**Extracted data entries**
════════════════════

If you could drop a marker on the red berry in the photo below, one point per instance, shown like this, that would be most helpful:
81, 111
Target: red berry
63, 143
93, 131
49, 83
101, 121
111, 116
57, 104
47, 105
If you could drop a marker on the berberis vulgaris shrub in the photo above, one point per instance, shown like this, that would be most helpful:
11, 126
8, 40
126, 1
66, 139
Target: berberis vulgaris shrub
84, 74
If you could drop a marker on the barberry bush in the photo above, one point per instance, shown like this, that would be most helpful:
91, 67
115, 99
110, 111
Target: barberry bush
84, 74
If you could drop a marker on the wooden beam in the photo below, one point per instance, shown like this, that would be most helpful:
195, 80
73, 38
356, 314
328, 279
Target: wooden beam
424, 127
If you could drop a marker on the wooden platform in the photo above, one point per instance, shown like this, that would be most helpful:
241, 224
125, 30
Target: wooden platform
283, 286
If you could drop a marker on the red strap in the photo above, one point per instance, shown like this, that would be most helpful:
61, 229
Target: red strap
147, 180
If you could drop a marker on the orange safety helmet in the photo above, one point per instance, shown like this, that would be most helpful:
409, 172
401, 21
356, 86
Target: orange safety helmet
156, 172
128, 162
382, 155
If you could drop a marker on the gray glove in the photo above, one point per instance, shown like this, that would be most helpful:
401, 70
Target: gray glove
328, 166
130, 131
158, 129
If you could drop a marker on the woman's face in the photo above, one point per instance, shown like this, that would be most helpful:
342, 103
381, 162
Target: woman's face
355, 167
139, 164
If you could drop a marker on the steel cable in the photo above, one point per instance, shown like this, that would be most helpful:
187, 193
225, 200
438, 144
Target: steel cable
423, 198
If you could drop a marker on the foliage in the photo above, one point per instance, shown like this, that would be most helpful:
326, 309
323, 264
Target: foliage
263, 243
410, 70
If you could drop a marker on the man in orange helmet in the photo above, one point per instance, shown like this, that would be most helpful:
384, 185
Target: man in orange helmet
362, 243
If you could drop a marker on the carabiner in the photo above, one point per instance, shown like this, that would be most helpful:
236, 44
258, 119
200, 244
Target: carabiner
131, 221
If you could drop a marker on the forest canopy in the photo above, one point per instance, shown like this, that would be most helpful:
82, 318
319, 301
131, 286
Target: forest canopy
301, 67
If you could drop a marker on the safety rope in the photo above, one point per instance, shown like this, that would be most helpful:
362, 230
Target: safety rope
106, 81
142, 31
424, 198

════════════════════

**YOUR INSTRUCTIONS**
Please return all of the records exactly as they appear.

**FINISHED TASK**
If you could drop a marker on the red berry in the photo below, one point per instance, shown like this, that would be most helpful:
81, 111
Target: red berry
63, 143
93, 131
49, 83
101, 121
111, 116
57, 104
47, 105
If you could drop a marker on the berberis vulgaris shrub in the photo above, one point per instance, shown like this, that would be most helpful:
11, 126
8, 40
126, 1
66, 139
Target: berberis vulgaris shrub
84, 74
If you could drop a marker on the barberry bush in the photo above, one point per instance, shown like this, that would be most helpful:
91, 67
115, 99
110, 111
Target: barberry bush
84, 74
If you could drop a marker on the wooden beam in the photo below, one point per instance, shown like this, that would be most helpful:
195, 80
73, 38
356, 314
328, 279
Target: wooden beam
424, 127
If you could drop a marker on the wooden platform in the photo above, one point per instance, shown like this, that would be most helpful:
241, 224
125, 30
Target: wooden platform
283, 286
If you could drop a marker on the red strap in the photo above, one point per instance, shown like this, that would be most helpful:
61, 229
Target: red strap
147, 180
If you could drop a marker on the orange safety helmet in the photo above, one point per instance, shown like this, that would be most helpful:
409, 172
401, 21
356, 86
Target: orange safety helmet
156, 172
128, 162
382, 155
If you could drop a marker on the gray glove in the photo above, one point per instance, shown like this, that would be most helpful:
401, 70
Target: gray glove
328, 166
130, 131
158, 129
If you could drop a marker on the woman's face in the photo above, one point per instance, shown like this, that would be most helpful:
342, 103
381, 162
Target: woman's face
355, 167
139, 164
If you could drop a marker on the steel cable in the photo above, one point per instance, shown like this, that would be most helpful:
187, 193
225, 200
438, 144
Target: steel cable
423, 198
If you could drop a marker on the foliage in the photo above, one point per instance, shown like this, that would be most helpful:
326, 309
323, 264
Target: foliage
263, 243
410, 70
If you could drop a marker on the man in orange helmet in the photo above, one point per instance, shown like this, that would be most helpful:
384, 185
Target: man in orange helmet
362, 243
If you could drop a marker on the carabiner in the photo above, one point per instance, shown like this, that would be most helpful:
236, 44
258, 119
200, 244
Target: carabiner
131, 221
If you could drop a marker on the forest canopy in the photo above, one point per instance, shown like this, that would be most helpful:
82, 318
319, 301
131, 286
Target: forest canopy
301, 67
If you could drop a marker on the safety rope in the photo above, one point per instance, shown like this, that would be most helpful:
362, 230
Target: safety rope
106, 81
142, 31
424, 198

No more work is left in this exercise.